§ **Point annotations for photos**
- - -
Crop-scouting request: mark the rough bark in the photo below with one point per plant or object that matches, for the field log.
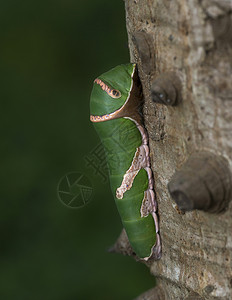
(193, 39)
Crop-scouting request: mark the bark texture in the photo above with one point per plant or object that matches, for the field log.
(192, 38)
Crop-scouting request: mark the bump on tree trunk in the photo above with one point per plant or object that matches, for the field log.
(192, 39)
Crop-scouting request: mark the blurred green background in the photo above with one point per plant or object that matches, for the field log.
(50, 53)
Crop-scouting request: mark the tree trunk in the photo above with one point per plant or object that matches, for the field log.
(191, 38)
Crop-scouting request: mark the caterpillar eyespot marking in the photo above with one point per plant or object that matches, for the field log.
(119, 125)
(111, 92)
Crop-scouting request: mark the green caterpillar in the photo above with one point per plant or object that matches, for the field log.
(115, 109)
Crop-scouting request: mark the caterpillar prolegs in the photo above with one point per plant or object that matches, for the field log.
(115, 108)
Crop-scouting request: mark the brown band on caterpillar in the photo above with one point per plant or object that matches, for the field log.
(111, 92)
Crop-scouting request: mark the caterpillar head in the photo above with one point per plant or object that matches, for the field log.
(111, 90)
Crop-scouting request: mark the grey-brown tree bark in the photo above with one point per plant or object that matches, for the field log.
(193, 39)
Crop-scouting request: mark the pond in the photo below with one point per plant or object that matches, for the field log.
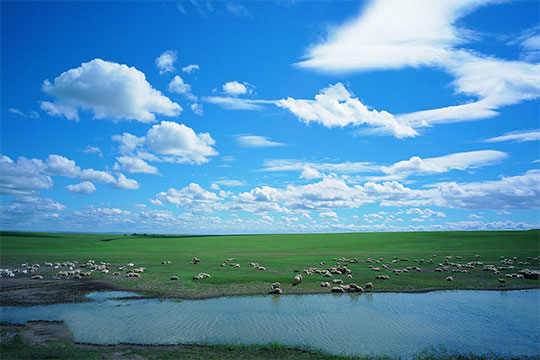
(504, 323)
- - -
Copy the entries from the line containing "Crop-scouting request: mark the pond" through the end of the entries, renaming "field log" to "scouting log" and changing nothing else. Omit the pictures from your answer.

§ **EXERCISE SOLUTION**
Crop-scouting request: mark the pond in the photo below with one point per plant or object that matches, for the scouting log.
(504, 323)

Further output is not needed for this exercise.